Location annotation dataset excerpts:

[start]

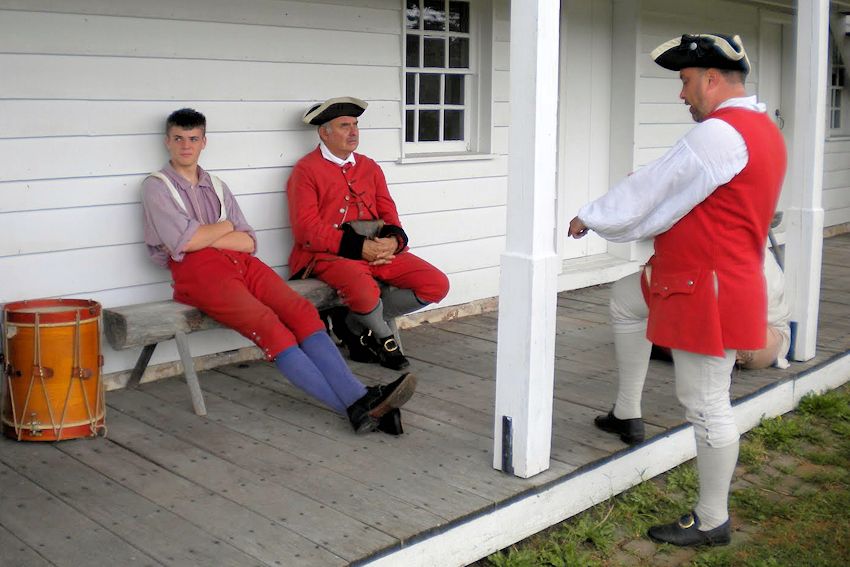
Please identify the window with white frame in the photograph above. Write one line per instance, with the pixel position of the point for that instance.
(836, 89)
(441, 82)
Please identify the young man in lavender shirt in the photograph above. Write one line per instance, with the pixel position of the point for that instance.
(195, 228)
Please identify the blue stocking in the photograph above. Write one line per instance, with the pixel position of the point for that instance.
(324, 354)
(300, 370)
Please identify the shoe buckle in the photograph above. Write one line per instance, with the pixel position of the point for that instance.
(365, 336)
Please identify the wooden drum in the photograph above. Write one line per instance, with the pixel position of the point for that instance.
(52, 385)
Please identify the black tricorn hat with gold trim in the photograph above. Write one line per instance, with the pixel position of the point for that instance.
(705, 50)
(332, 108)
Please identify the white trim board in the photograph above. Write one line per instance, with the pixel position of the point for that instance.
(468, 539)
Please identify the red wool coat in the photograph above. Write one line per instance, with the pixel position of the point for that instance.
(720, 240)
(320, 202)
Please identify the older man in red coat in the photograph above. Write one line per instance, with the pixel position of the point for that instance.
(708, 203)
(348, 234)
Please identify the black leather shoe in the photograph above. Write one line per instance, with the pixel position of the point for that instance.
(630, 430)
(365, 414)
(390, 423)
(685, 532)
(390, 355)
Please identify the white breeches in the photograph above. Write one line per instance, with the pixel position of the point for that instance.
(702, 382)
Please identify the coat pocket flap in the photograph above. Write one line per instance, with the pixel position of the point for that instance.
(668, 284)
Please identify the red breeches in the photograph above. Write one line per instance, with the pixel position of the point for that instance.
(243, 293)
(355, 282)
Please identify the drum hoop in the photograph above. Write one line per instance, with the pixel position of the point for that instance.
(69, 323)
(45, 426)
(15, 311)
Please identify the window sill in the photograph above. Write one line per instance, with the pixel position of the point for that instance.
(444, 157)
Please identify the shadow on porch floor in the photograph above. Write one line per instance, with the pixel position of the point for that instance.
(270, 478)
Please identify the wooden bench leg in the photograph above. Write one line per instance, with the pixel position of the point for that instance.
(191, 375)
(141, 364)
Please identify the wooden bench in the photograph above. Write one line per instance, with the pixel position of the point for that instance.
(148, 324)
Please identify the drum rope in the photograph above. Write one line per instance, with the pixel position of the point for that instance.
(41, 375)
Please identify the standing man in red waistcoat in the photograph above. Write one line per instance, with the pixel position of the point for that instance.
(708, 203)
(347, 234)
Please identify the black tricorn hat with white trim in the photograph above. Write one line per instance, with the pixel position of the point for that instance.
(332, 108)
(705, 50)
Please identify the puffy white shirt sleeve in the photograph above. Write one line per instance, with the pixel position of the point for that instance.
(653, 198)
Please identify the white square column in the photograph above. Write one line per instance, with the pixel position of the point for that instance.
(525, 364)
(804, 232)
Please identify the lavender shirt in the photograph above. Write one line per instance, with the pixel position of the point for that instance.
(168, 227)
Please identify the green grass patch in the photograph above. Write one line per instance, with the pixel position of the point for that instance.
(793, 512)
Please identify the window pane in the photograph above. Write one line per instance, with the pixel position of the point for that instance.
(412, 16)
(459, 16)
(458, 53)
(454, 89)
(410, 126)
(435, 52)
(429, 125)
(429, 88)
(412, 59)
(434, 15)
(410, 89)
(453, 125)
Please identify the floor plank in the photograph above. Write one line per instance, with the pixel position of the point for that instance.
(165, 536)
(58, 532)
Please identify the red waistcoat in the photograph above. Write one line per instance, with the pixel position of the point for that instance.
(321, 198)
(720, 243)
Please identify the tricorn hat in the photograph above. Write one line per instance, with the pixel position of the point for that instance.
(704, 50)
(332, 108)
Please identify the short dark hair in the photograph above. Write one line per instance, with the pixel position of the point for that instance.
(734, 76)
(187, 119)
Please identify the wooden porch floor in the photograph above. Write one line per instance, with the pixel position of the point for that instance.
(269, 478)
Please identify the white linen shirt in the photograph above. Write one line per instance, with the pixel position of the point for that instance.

[end]

→ **EXERCISE**
Print all entries exactly. The images do not belong in the copy.

→ **CORRECT OUTPUT**
Please identify the window with white frame in the photograph above. Write one line per instance, with the pixel position of the point for that instance.
(836, 89)
(441, 82)
Please identify the young man in lavender shirt in the photograph above. Write one line per instance, with the pixel position of the point for that instance.
(195, 228)
Please identify the blue stocking in the photograph above. Write one line per instance, with the pixel position of the point for that instance.
(324, 354)
(300, 370)
Please identify the shoe buckle in the photograph above. Write one line per instance, with the pixel position of the point for that instance.
(365, 336)
Please identify the wooden drum in the photograph above. Write one line per instance, with the pixel position of the point for that instance.
(52, 385)
Please identify the black tricorn hat with gold trim in the photograph above. Write one line per instance, with the pixel position of the point for that instance.
(705, 50)
(332, 108)
Please identify the white trim board in the photograph above. Write one line per instance, with the pixel position of the point for that instance.
(468, 539)
Please identify the red wool coat in the photograph above. Write one line per instance, with the pixel position of the point for that instance.
(720, 240)
(320, 202)
Please identify the older man in red coat in the photograph above. Write one line per instance, with the pixel position of the point for that instance.
(708, 203)
(348, 234)
Please identify the black leather shoe in the photograph above. Write one line per instance, with the pixel position of the point for that instance.
(630, 430)
(365, 414)
(390, 423)
(685, 532)
(390, 355)
Please identify the white breeches in the photograph above. Write one line per instance, with the pixel position of the point for that instance.
(702, 382)
Please identify the coat pocket flap in the photograph above. Write one line per instance, with the pixel position of the point for that instance.
(668, 284)
Please identify the red breeches in the photograph above. Write one line per instance, with the pixel position of the point for that instance.
(243, 293)
(355, 282)
Please identify the drum hoop in the photograph above. Write one line per instance, with the pixel position of the point for that instance.
(69, 323)
(45, 426)
(15, 311)
Please identify the window sill in the photograph above. Write one line per instance, with the pixel position of the point for that instance.
(444, 157)
Please identify the shadow on porch floor in the photograph above. Write one line per instance, with the pixel position of the point for that instance.
(270, 478)
Please identify the wooden bench leg in the photograph above. Write one line per instance, with the pixel position of the point for that instance.
(191, 375)
(141, 364)
Please identify the wooden bench in the photograph above. Write one line per instance, with the pixel position of the point for that instance.
(148, 324)
Please identify the drum rope in the photograph above. Write one line per instance, with the pixel position of the point for that instance.
(41, 375)
Please identify the standing man in red waistcoat in the photograph above. Write one line per instance, with the pixel position of the point for that instance.
(708, 203)
(347, 234)
Please identify the black tricorn hat with white trim in the photograph above. Write one line per instance, with the pixel position of the point for that instance.
(332, 108)
(705, 50)
Please identify the puffy white shirt sleeve in the photograph above. Write one line per instance, with the pixel position of the point for that instance.
(653, 198)
Please identify the white square column in the photograph above. Write one line per instance, with the pixel position of the point for that instance.
(525, 364)
(804, 232)
Please identify the lavender shirt in the photograph above. Write one line per instance, with the pixel position of the point for that instance.
(168, 227)
Please identify the green grass patch in the photograph above. Write one line per instance, with the pixel position of the point for that instance.
(793, 512)
Please identify the window pane in the photograph above. Write one line per instance, with the pixel position of the point for that instance.
(412, 16)
(459, 16)
(458, 53)
(454, 89)
(410, 126)
(435, 52)
(429, 125)
(429, 88)
(412, 59)
(434, 15)
(410, 89)
(453, 125)
Please identify the floor plank in the photograph above. Write one line per instance, with the pixel position of the point for that instance.
(165, 536)
(58, 532)
Please identify the red waistcoat in the photograph above. Write one line per instance, with the pixel position of the point for that instance.
(321, 198)
(720, 243)
Please identify the tricorn hat in the photograph above. Write one line per instance, with the pixel position of the point for that instance.
(704, 50)
(332, 108)
Please identify the short dark hair in the photograph above. Write one line per instance, with the pixel position of the point for that instance.
(734, 76)
(187, 119)
Please identify the wooden porch floor in the photograph above. Write one line per instance, with the pixel position of the point for that instance.
(269, 478)
Please identify the white linen shirt in the photograph above. Write one line per instance, with the pixel position of the point for that instance.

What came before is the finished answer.